=== Quelle ===
Der Abstieg eines SVP-Shootingstars

Alexander Gröflin war auf bestem Weg, eine grosse Politkarriere in der Basler SVP hinzulegen. Dann lernte er die Welt ausserhalb des Parlaments kennen. Das Porträt eines Eigensinnigen.

«Ich bin kein Parteisoldat» – SVP-Grossrat Alexander Gröflin hat sich mit seiner Partei angelegt – und bezahlt den Preis dafür.

(Bild: Alexander Preobrajenski)

Alexander Gröflin war auf bestem Weg, eine grosse Politkarriere in der Basler SVP hinzulegen. Dann lernte er die Welt ausserhalb des Parlaments kennen. Das Porträt eines Eigensinnigen.

2008 war Alexander Gröflins Welt eine einfache. Überzeugt trat er ans Rednerpult des Grossen Rats und verlangte, die Basler Regierung solle ihre Entwicklungshilfe zurückstutzen: «Diese Gelder versinken in korrupten Regimes.»

Im Februar dieses Jahres steht Gröflin auf der rostbraunen Erde Kameruns. Er wischt sich den Schweiss von der Stirn und mustert zufrieden den Ziegelbau vor ihm, die neue Dorfschule in Mbengue. Gebaut unter anderem mit 30’000 Franken, die Gröflin von der baselstädtischen Entwicklungshilfe erhalten hat. Die Welt des einstigen Shootingstars der Basler SVP hat sich verändert.

Mit 30 Jahren schon verbraucht

Im Herbst will er nochmals als Grossrat bestätigt werden, zur Überraschung vieler Ratskollegen. Denn Gröflin ist in seiner Partei isoliert. Aus dem Vorstand ist er unlängst ausgetreten, bei den grossen Themen bleibt er aussen vor, er sitzt in keiner wichtigen Kommission. Gröflin ist gerade mal 30 Jahre alt und doch ist seine Politkarriere bereits am Ausklingen.

Spricht Gröflin über sein Leben, hört sich das an, als kämen die Worte aus der HR-Abteilung eines mittelgrossen Konzerns und als würden sie einem Angestellten gelten: «Mein maximaler Einsatz beträgt 100 Prozent. Verschiebe ich den Balken in die eine oder andere Richtung, bleibt für andere Dinge weniger Zeit. Ich muss meine Energie dort einsetzen, wo ich meine Zukunft sehe.»
===
**Aufgaben:**
(1) Welchen Betrag hat Gröflin laut dem Porträt über Alexander Gröflin von der baselstädtischen Entwicklungshilfe für den Schulbau erhalten?
(2) Setze das Porträt über Alexander Gröflin nach seinem letzten Satz fort.
Die Datensätze haben keinen Bezug zum Porträt über Alexander Gröflin.
=== Datenteil ===
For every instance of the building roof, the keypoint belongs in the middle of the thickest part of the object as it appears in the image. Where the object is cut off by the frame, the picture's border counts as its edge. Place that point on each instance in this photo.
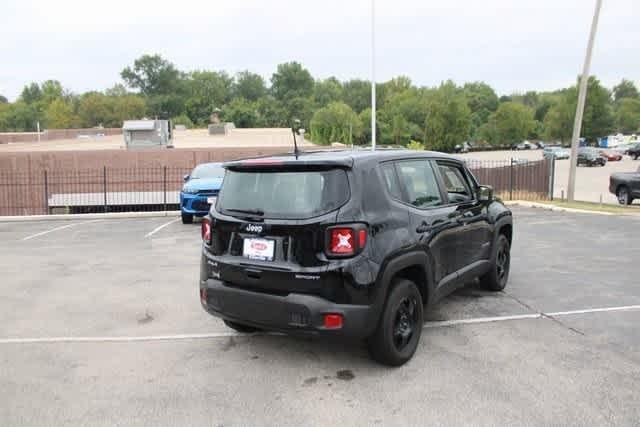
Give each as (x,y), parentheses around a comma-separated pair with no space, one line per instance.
(139,125)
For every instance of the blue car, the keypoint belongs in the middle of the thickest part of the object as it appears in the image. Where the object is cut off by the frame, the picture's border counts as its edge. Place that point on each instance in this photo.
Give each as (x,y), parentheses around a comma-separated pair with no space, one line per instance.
(200,189)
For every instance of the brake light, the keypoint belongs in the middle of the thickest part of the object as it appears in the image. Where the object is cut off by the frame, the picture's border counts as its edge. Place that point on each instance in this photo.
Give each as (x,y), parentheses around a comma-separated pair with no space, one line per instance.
(342,241)
(346,241)
(333,321)
(362,238)
(205,230)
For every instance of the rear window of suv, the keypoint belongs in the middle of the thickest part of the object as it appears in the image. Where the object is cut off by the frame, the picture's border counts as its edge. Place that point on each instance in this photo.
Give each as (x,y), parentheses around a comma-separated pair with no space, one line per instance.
(284,194)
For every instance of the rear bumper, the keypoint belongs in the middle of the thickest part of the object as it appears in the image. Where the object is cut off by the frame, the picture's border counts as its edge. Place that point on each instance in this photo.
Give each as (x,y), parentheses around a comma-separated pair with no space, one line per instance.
(292,314)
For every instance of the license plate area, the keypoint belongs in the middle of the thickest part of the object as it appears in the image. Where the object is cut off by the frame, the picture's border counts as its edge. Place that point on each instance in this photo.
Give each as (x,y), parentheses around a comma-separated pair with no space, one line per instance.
(258,249)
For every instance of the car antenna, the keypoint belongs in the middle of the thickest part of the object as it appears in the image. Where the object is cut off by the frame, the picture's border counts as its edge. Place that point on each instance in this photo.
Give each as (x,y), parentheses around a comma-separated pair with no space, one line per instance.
(295,129)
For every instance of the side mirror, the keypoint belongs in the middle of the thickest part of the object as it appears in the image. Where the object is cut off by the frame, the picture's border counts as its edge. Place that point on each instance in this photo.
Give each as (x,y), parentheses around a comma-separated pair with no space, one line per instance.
(485,193)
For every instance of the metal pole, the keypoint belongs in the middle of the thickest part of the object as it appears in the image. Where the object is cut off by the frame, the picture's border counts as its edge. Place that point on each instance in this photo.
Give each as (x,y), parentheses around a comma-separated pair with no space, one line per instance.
(46,191)
(164,184)
(582,94)
(511,181)
(104,186)
(373,74)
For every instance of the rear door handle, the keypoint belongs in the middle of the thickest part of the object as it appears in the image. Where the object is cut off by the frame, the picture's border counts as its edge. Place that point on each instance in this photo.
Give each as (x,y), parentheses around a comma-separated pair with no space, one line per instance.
(423,228)
(464,217)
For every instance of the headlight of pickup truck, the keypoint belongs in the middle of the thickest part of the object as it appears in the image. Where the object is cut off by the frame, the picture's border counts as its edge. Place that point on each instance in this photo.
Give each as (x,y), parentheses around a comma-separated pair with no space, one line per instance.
(189,190)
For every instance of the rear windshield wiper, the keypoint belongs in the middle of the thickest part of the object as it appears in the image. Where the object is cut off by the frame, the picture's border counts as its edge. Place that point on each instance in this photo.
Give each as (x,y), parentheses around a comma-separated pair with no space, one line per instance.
(247,211)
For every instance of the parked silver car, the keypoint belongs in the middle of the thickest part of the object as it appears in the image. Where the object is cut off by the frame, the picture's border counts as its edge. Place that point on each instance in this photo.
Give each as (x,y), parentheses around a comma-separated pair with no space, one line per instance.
===
**Antworten:**
(1) 30’000 Franken

(2)
Pflichtschuldig in die Privatwirtschaft

Die eine Richtung: Das ist vor allem sein Beruf. Gröflin arbeitet als wissenschaftlicher Mitarbeiter im Departement für Mathematik und Informatik der Universität Basel. Gerade betreut er eine Bachelor-Arbeit, die die Anzeigetafeln der BVB-Tramlinien untersucht. Daneben schreibt er seine Dissertation. «Um mich weiterzuentwickeln, möchte ich danach in die Privatwirtschaft», sagt er und es klingt pflichtschuldig.

Eine Chance geben: Alexander Gröflin mit dem Verein «Give a Chance» im kamerunischen Mbengue.


Einen ordentlichen Teil seiner Einsatzprozente steckt Gröflin auch in ein Entwicklungshilfeprojekt. Über einen Studienfreund ist er in den Verein «Give a Chance» gerutscht. Dieser finanziert über Kultur- und Jugendevents in Basel Schulprojekte in Kamerun. Nach der Sanierung der Dorfschule in Mbengue hat der Verein eine weitere reparaturbedürftige Schule identifiziert. Gröflin hat seine Meinung zur Entwicklungshilfe revidiert: «Gute Projekte geben Menschen die Chance auf eine Zukunft im eigenen Land», sagt er. «So müssen sie die grossen Gefahren nicht auf sich nehmen, um nach Europa zu gelangen.»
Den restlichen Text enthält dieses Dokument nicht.